Return every line of the items below that contains the string "ceiling", treating uppercase and lowercase as different.

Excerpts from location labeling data
________________

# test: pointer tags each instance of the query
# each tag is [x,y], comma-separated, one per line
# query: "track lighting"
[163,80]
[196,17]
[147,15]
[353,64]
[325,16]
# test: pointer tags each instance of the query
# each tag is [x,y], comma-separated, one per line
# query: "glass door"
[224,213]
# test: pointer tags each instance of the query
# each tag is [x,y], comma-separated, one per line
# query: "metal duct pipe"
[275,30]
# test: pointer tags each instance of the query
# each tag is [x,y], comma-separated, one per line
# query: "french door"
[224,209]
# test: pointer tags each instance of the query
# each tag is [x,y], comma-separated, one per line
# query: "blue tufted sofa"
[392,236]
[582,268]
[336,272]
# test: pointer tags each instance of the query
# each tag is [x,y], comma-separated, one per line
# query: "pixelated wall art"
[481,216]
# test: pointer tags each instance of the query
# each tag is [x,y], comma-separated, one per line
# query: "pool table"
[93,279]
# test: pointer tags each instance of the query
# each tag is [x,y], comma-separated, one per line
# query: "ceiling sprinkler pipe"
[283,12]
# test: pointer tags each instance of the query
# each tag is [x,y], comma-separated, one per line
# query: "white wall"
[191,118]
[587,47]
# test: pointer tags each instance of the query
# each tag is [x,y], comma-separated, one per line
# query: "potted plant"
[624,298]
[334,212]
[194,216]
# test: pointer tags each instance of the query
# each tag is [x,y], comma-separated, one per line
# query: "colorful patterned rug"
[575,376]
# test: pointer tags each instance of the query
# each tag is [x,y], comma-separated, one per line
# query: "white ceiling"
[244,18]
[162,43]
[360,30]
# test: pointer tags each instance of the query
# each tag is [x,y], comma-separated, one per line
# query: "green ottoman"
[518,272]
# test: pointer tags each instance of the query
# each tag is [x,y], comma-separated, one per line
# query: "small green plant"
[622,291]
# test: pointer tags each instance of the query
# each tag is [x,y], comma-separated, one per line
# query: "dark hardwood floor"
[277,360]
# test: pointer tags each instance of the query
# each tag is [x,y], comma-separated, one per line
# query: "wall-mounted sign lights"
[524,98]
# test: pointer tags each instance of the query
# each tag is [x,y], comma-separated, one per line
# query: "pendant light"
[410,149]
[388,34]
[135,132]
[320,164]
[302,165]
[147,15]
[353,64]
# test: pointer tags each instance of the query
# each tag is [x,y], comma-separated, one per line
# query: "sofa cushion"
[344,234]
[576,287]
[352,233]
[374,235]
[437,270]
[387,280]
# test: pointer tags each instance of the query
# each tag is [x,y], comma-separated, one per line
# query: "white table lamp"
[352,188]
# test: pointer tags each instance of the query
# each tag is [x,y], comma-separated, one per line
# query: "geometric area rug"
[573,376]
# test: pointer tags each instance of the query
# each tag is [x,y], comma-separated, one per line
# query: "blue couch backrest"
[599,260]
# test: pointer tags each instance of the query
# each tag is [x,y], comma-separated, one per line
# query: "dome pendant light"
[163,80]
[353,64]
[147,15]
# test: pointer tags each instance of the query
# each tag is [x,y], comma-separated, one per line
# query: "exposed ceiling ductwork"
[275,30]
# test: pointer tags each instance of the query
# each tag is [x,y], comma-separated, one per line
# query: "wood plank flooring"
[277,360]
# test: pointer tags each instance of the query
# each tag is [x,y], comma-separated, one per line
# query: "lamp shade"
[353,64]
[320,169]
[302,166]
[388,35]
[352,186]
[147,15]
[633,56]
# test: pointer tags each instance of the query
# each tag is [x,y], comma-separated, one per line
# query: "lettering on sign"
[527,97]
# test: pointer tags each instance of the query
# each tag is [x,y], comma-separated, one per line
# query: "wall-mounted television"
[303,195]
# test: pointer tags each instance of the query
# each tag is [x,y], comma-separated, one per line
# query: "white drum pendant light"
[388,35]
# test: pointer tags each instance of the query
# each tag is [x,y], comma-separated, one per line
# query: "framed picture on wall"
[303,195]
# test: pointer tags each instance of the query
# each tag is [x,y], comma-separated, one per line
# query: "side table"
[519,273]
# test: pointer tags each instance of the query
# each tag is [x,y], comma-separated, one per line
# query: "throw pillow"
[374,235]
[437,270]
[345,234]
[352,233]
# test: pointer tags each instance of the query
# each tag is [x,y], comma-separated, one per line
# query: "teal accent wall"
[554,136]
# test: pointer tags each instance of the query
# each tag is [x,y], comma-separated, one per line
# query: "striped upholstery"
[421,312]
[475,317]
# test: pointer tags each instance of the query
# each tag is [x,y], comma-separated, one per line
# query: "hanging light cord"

________________

## Expected answer
# query: "ceiling sprinkler pipe"
# query: "white ceiling"
# query: "exposed ceiling ductwork"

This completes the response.